**Texto mostrado**
====================

De Monstruos y Privilegios

La nuestra es una cuarentena de privilegio. Serán más de cuarenta días, pero no parece que en ninguno de ellos tendremos hambre, o frío, o sufriremos de pobreza. Somos de esos, de los privilegiados. Y a veces, cuando uno se mira así mismo, sólo puede imaginar lo que pasa en otros sitios.
Estamos todo el tiempo los tres juntos, en el bigbrother que se supone que las familias tenían que ser - con algunos invitados que nos permite el laxo encierro holandés. Pero la verdad de las cosas es que en la vida “normal”, pasamos muchas horas separados, cada uno con su vida “privada”, con sus cosas “propias”. No sólo G y yo en nuestras oficinas, con nuestros colegas y proyectos que no se parecen nada entre sí, sino también X con sus amigos, sus maestras, su escuela. Y sé que, además de la felicidad de estar juntos, extrañamos a veces la libertad de no estarlo. Los otros momentos en los que somos y vivimos como otros.
El que lo expresa más fácil es X. No tiene ningún empacho en llorar en la mañana cuando le digo que hoy tampoco vamos a ir a la escuela. O en encerrarse en el baño - éxito uno de la cuarentena: eliminación del pañal - y gritarme con todos sus pulmones: “¡No he acabado, mamá! ¡Cierra la puerta! ¡Espera tantito! ¡To-da-ví-a-no!”. Traduzco al español su miguelito, que es nuestro caso es una mezcla bastante balanceada de holandés y tapatío. Pero tiene las palabras que necesita para decir que está cansado, que está enfadado de vernos las caras, que se quiere ir ver a sus maestras, que por-fa-vor lo deje estar en paz, aunque sea mientras está sentado en el trono.

====================

**Datos disponibles**
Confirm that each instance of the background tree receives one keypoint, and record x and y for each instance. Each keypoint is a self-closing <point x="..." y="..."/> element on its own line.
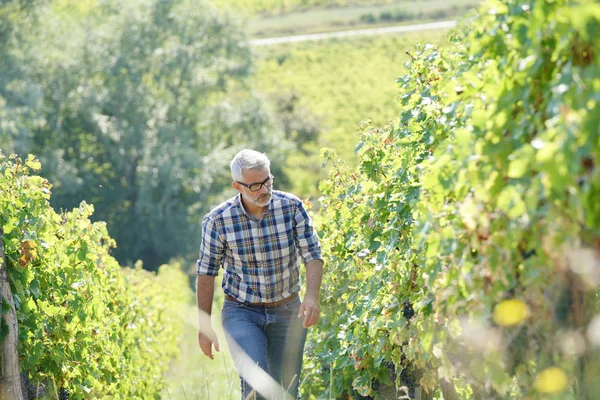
<point x="138" y="108"/>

====================

**Instrucciones de la tarea**
Enumera las frases que, según el texto sobre la cuarentena, grita X al encerrarse en el baño.

**Respuesta escrita**
- ¡No he acabado, mamá!
- ¡Cierra la puerta!
- ¡Espera tantito!
- ¡To-da-ví-a-no!